DOCUMENT SEGMENT:
Unix History

Henry Spencer henry at utzoo.UUCP
Thu Jun 26 07:13:11 AEST 1986


> > Although AT&T won't admit it in so many words, they effectively
> > abandoned work on PDP11 Unix a long time ago.
> 
> Most new features made it to the PDP11...

But there weren't all that many new features.  A lot of what was new was
the performance work, which did *not* make it.

> > For example, although some of the SysV performance work wouldn't fit
> > on the 11, *some* of it would.  None of it was applied to PDP11 SysV.
> 
> The PDP-11 uses hashing to implement the sleep/wakeup facility in the kernel
> under System V...

It did under V7 too; this is nothing new.

> I don't know of any other System V performance work that
> was applied to the PDP11 (but then if it had been it would probably would not
> have helped a machine the size of a PDP-11 much.)

INSTRUCTIONS TO FOLLOW: Can you retype, word for word, the part of the Unix history post that opens with the words containing "But there weren't" and closes with "under System V..."?

DATASET CONTENT:

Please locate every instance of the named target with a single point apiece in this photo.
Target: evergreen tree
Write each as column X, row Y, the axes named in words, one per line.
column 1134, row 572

COMPLETE ANSWER:
But there weren't all that many new features.  A lot of what was new was
the performance work, which did *not* make it.

> > For example, although some of the SysV performance work wouldn't fit
> > on the 11, *some* of it would.  None of it was applied to PDP11 SysV.
> 
> The PDP-11 uses hashing to implement the sleep/wakeup facility in the kernel
> under System V...